▸ **EXERCISE INSTRUCTIONS**:
Extract every line of the records below and reproduce each one verbatim.

╭─ RECORDS SUPPLIED

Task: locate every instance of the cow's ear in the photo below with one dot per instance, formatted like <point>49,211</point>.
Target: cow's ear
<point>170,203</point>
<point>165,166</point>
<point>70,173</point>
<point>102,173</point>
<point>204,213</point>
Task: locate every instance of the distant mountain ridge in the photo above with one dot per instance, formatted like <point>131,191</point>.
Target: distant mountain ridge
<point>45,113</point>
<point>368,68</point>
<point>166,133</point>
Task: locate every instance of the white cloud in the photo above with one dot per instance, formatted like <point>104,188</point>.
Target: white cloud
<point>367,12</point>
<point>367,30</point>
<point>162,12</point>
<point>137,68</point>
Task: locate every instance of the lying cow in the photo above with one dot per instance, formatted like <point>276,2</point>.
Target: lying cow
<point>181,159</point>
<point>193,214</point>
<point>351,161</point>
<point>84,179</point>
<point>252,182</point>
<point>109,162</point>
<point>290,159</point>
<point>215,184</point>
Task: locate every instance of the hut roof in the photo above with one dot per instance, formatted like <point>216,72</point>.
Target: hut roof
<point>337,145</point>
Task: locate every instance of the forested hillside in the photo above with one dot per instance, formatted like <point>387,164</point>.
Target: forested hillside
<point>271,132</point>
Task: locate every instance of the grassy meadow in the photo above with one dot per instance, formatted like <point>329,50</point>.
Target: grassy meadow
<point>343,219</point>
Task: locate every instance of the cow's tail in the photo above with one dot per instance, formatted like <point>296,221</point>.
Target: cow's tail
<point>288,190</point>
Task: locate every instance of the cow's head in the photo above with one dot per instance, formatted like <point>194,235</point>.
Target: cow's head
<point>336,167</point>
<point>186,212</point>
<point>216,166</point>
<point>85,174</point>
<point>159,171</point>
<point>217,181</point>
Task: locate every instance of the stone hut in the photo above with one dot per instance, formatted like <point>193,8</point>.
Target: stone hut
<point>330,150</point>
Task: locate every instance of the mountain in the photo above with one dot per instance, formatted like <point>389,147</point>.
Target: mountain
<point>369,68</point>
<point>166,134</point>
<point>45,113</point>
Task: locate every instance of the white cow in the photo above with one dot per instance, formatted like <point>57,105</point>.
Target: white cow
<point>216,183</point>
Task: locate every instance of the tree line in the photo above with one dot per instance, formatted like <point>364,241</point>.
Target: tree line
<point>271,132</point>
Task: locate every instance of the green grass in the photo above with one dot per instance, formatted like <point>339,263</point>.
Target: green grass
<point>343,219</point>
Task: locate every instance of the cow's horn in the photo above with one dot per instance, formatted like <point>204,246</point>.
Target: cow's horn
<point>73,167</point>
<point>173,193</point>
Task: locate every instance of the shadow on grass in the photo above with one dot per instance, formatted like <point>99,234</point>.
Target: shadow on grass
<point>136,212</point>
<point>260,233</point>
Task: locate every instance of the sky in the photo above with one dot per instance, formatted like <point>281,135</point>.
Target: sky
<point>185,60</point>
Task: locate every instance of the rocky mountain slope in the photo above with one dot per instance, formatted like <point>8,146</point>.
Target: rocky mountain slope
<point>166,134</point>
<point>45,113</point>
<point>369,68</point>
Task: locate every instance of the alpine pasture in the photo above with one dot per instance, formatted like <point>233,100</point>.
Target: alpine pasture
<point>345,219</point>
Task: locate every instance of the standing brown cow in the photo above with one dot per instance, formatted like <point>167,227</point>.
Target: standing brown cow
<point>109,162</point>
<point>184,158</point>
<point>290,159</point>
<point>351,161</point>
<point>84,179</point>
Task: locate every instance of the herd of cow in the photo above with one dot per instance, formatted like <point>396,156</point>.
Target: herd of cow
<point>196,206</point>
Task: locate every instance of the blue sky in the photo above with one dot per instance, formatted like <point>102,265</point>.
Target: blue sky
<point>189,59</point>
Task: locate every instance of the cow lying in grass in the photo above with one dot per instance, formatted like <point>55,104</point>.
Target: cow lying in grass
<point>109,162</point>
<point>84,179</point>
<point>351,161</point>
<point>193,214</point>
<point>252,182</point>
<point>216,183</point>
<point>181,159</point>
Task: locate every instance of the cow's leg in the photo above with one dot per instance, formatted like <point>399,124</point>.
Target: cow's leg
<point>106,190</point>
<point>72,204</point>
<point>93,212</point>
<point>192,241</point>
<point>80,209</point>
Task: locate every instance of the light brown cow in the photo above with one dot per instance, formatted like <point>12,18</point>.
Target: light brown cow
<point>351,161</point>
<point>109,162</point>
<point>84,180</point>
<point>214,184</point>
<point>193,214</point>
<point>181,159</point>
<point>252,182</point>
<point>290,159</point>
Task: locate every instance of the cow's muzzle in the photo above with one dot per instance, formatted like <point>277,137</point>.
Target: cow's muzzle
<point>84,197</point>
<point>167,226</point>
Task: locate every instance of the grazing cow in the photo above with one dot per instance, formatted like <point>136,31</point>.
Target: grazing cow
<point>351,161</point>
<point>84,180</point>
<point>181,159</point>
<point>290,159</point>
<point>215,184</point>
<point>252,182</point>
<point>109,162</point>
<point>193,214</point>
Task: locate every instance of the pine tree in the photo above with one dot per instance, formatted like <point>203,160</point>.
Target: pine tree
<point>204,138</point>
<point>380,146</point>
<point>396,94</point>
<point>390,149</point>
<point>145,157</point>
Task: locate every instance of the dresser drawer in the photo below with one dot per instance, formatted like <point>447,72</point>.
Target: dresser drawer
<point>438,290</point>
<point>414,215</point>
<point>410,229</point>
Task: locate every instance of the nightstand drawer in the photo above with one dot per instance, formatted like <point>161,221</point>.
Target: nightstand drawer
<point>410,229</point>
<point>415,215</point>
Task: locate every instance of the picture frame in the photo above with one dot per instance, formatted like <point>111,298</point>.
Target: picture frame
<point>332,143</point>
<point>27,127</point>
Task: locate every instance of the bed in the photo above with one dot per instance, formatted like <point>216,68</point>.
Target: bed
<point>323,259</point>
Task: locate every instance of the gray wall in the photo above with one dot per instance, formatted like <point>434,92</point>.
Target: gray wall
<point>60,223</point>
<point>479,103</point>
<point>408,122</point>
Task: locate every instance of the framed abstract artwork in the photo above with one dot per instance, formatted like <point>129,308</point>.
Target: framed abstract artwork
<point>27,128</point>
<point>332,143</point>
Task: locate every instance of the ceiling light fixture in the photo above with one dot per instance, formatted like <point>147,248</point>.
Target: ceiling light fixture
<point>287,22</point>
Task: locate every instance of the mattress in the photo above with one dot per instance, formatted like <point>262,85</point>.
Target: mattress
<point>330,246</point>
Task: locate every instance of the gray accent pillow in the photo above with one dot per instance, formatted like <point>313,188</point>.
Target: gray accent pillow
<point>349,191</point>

╰─

▸ **WRITTEN RESPONSE**:
Task: locate every instance of the cow's ear in the photo below with one dot per instance, formatted like <point>49,211</point>.
Target: cow's ear
<point>170,203</point>
<point>165,166</point>
<point>70,173</point>
<point>102,173</point>
<point>204,213</point>
Task: locate every instance of the distant mountain ridge in the photo above with one dot per instance, formatted like <point>131,191</point>.
Target: distant mountain ridge
<point>45,113</point>
<point>368,68</point>
<point>166,133</point>
Task: locate every instance of the white cloud in the photo above with one dot per instance, formatted like <point>104,188</point>.
Target: white cloud
<point>367,12</point>
<point>367,30</point>
<point>162,12</point>
<point>137,68</point>
Task: locate every instance of the lying cow in the photo above with one dot per instance, formatted like <point>276,2</point>.
Target: lying cow
<point>181,159</point>
<point>193,214</point>
<point>351,161</point>
<point>84,179</point>
<point>252,182</point>
<point>109,162</point>
<point>290,159</point>
<point>215,184</point>
Task: locate every instance of the hut roof in the photo above with one dot per instance, formatted like <point>216,72</point>.
Target: hut roof
<point>337,145</point>
Task: locate every instance of the forested hillside in the photo above with one dot per instance, formatted like <point>387,164</point>.
Target: forested hillside
<point>271,132</point>
Task: locate every instance of the grassy meadow in the photo above with one dot per instance, formatted like <point>329,50</point>.
Target: grassy meadow
<point>343,219</point>
Task: locate every instance of the cow's tail in the photo above with one dot per instance, formatted like <point>296,221</point>.
Target: cow's tail
<point>288,190</point>
Task: locate every instance of the cow's head in the photo above with one dot per instance, formatted like <point>194,235</point>.
Target: cow's head
<point>336,167</point>
<point>186,212</point>
<point>216,166</point>
<point>85,174</point>
<point>159,171</point>
<point>217,181</point>
Task: locate every instance of the stone hut in the photo above with one dot per instance, formatted like <point>193,8</point>.
Target: stone hut
<point>330,150</point>
Task: locate every instance of the mountain in the photo above with one dot per instance, formatted like <point>389,147</point>.
Target: mountain
<point>369,68</point>
<point>166,134</point>
<point>45,113</point>
Task: locate every instance of the white cow in the photo above with one dot per instance, formatted like <point>57,105</point>.
Target: white cow
<point>216,183</point>
Task: locate every instance of the tree line in the photo above with one dot per instance, formatted like <point>364,241</point>.
Target: tree line
<point>271,132</point>
Task: locate every instance of the green grass in the photo above with one dot per instance, formatted like <point>339,263</point>.
Target: green grass
<point>343,219</point>
Task: locate every instance of the cow's horn in the photo above with one dot per instance, formatted like <point>204,246</point>.
Target: cow's horn
<point>73,167</point>
<point>173,193</point>
Task: locate every instance of the shadow on grass in the photo above with one dot per instance, formatted like <point>99,234</point>.
Target: shadow on grass
<point>136,212</point>
<point>260,233</point>
Task: locate every instance of the sky in the photo above with one dot per instance, formatted like <point>281,135</point>.
Target: sky
<point>185,60</point>
Task: locate every instance of the rocky mountain slope in the photo above with one dot per instance, formatted like <point>8,146</point>.
Target: rocky mountain slope
<point>166,134</point>
<point>45,113</point>
<point>369,68</point>
Task: locate every instance of the alpine pasture in the photo above with one dot per instance, formatted like <point>233,100</point>.
Target: alpine pasture
<point>345,219</point>
Task: locate every instance of the standing brown cow in the photo above with one dot per instance, formatted like <point>167,227</point>.
Target: standing brown cow
<point>109,162</point>
<point>184,158</point>
<point>290,159</point>
<point>351,161</point>
<point>84,179</point>
Task: locate every instance of the herd of cow in the photo above with one dot per instance, formatted like <point>396,156</point>.
Target: herd of cow
<point>196,206</point>
Task: locate every instance of the blue sky in the photo above with one dot per instance, formatted like <point>102,265</point>.
Target: blue sky
<point>189,59</point>
Task: locate every instance of the cow lying in grass in the photo above with one dot per instance, formatted like <point>55,104</point>.
Target: cow lying in grass
<point>109,162</point>
<point>84,179</point>
<point>351,161</point>
<point>193,214</point>
<point>252,182</point>
<point>216,183</point>
<point>181,159</point>
Task: locate every instance of the cow's leg in the photo above with one dot per instance, formatted like <point>399,124</point>.
Target: cow's leg
<point>106,190</point>
<point>72,204</point>
<point>93,212</point>
<point>192,241</point>
<point>80,209</point>
Task: locate every instance of the light brown cow in the photo above with one dot per instance, formatted like <point>12,18</point>.
Target: light brown cow
<point>351,161</point>
<point>109,162</point>
<point>84,180</point>
<point>214,184</point>
<point>193,214</point>
<point>181,159</point>
<point>252,182</point>
<point>290,159</point>
Task: locate every instance of the cow's muzzle in the photo above with one dot per instance, formatted like <point>277,137</point>.
Target: cow's muzzle
<point>84,197</point>
<point>167,226</point>
Task: locate every instance of the grazing cow in the photo above with one dot per instance, formatted like <point>136,31</point>.
Target: grazing cow
<point>351,161</point>
<point>84,180</point>
<point>181,159</point>
<point>290,159</point>
<point>215,184</point>
<point>252,182</point>
<point>109,162</point>
<point>193,214</point>
Task: locate every instance of the pine tree in the photo above with one dot per instance, formatted like <point>203,160</point>.
Target: pine tree
<point>204,138</point>
<point>380,146</point>
<point>396,94</point>
<point>390,149</point>
<point>145,157</point>
Task: locate every instance of the dresser drawer in the photo below with one dot per instance, formatted like <point>447,72</point>.
Target: dresser drawer
<point>438,290</point>
<point>414,215</point>
<point>410,229</point>
Task: locate every instance of the nightstand drawer in the photo above with one dot per instance, formatted like <point>161,221</point>.
Target: nightstand drawer
<point>410,229</point>
<point>415,215</point>
Task: locate every instance of the picture frame in the photo above with one dot per instance, formatted like <point>111,298</point>.
Target: picture frame
<point>332,143</point>
<point>27,127</point>
Task: locate every instance of the bed in the photo above with one dot per instance, formatted like <point>216,68</point>.
Target: bed
<point>323,259</point>
Task: locate every instance of the gray wall in the photo above with one dot per instance, formatted like <point>434,92</point>.
Target: gray wall
<point>60,223</point>
<point>479,103</point>
<point>408,122</point>
Task: locate every instance of the framed abstract artwork in the photo above with one dot per instance, formatted like <point>129,308</point>.
Target: framed abstract artwork
<point>27,128</point>
<point>332,143</point>
Task: locate every instance of the ceiling light fixture in the photo above with one dot per instance, formatted like <point>147,248</point>.
Target: ceiling light fixture
<point>287,22</point>
Task: locate every instance of the mattress in the photo above with one dot per instance, formatted like <point>262,85</point>.
Target: mattress
<point>330,246</point>
Task: locate every instance of the gray accent pillow in the photo above with one dot per instance, formatted like <point>313,188</point>.
Target: gray accent pillow
<point>349,191</point>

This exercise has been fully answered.